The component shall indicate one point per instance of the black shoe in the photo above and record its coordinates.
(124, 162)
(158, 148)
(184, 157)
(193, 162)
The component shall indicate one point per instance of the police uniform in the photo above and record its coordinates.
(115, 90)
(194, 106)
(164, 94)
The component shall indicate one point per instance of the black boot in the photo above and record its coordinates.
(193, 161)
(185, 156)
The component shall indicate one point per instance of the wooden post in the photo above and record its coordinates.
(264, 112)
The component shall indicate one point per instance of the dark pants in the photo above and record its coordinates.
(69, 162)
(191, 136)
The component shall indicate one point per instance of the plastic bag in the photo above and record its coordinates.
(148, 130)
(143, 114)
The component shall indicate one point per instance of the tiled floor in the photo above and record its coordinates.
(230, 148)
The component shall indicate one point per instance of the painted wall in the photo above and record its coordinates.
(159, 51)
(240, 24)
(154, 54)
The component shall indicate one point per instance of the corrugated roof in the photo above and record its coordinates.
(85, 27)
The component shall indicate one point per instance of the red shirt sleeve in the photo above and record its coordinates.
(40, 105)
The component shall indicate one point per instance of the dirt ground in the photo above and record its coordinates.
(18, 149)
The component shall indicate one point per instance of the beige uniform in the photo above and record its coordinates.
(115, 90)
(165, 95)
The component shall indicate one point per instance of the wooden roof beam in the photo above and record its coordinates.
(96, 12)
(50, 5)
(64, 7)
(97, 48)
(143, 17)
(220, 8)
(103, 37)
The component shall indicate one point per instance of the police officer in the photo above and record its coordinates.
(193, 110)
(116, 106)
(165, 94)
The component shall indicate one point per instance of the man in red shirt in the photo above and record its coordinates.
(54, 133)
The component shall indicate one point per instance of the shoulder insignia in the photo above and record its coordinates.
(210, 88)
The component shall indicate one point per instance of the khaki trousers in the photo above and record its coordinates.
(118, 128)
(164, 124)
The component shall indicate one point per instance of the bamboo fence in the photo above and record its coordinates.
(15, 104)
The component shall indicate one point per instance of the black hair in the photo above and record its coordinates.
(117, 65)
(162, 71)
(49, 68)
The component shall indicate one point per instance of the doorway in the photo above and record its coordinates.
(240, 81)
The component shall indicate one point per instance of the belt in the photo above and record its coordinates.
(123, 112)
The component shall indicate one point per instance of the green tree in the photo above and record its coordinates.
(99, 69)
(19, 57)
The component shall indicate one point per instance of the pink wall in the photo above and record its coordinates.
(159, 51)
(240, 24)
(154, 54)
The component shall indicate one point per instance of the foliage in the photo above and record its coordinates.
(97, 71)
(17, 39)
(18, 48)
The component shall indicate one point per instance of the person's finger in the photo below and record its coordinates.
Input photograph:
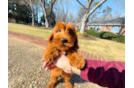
(52, 67)
(42, 59)
(45, 64)
(55, 61)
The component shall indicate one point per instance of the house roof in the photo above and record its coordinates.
(118, 21)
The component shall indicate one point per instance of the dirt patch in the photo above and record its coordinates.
(87, 38)
(25, 67)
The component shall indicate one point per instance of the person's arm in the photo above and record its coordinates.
(107, 74)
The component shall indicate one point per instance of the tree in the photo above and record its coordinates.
(62, 10)
(87, 13)
(106, 12)
(29, 5)
(44, 5)
(19, 13)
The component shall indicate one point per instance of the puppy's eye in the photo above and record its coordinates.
(70, 32)
(59, 30)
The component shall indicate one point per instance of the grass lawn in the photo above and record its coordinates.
(104, 48)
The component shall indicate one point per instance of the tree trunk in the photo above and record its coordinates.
(87, 14)
(84, 22)
(32, 12)
(45, 13)
(32, 19)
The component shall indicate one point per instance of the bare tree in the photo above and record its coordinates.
(62, 10)
(47, 21)
(87, 13)
(28, 4)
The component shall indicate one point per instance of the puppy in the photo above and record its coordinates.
(63, 39)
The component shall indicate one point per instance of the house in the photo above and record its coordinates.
(116, 26)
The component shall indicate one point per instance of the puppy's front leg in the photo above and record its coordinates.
(76, 60)
(50, 53)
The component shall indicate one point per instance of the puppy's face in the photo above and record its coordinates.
(64, 36)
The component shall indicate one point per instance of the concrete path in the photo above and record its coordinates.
(25, 67)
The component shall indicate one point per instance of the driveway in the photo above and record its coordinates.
(25, 67)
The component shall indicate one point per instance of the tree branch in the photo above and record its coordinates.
(95, 7)
(81, 4)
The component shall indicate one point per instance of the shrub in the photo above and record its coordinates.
(84, 34)
(119, 38)
(101, 34)
(78, 33)
(92, 32)
(107, 35)
(78, 30)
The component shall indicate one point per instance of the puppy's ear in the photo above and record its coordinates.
(50, 38)
(76, 43)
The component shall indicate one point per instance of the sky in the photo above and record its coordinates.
(116, 7)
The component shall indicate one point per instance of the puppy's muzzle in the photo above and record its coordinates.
(63, 40)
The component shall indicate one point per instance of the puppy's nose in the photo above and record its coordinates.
(63, 40)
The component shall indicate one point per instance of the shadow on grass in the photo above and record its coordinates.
(74, 79)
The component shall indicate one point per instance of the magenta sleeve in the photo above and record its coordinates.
(108, 74)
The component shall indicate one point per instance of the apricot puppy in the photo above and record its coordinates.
(63, 39)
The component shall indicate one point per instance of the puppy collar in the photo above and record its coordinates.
(64, 53)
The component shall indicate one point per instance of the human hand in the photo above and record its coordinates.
(61, 62)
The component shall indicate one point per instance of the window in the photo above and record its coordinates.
(91, 27)
(98, 28)
(79, 27)
(115, 29)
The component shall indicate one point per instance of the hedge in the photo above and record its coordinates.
(105, 35)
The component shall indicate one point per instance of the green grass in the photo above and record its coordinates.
(41, 33)
(104, 48)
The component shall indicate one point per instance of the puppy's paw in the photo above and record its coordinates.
(50, 56)
(77, 62)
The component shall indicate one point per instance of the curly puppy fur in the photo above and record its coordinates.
(63, 39)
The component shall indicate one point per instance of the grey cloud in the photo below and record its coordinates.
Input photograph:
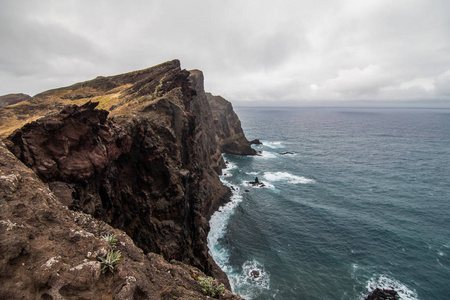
(300, 52)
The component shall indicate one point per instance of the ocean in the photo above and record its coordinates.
(353, 199)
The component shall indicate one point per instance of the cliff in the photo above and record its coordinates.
(50, 252)
(12, 99)
(140, 151)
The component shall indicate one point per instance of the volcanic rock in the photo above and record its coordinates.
(11, 99)
(140, 151)
(50, 252)
(383, 294)
(255, 142)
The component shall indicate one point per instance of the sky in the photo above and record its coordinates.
(253, 53)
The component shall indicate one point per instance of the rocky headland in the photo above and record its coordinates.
(136, 155)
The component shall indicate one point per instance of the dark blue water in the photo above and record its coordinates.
(364, 201)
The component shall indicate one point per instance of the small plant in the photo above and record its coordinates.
(211, 287)
(112, 259)
(110, 238)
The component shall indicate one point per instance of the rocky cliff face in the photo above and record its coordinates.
(51, 252)
(147, 165)
(11, 99)
(230, 137)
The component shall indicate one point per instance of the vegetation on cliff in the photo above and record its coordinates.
(147, 165)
|---|
Count every line in the records that holds "below" and give that count by itself.

§ **Task answer**: 2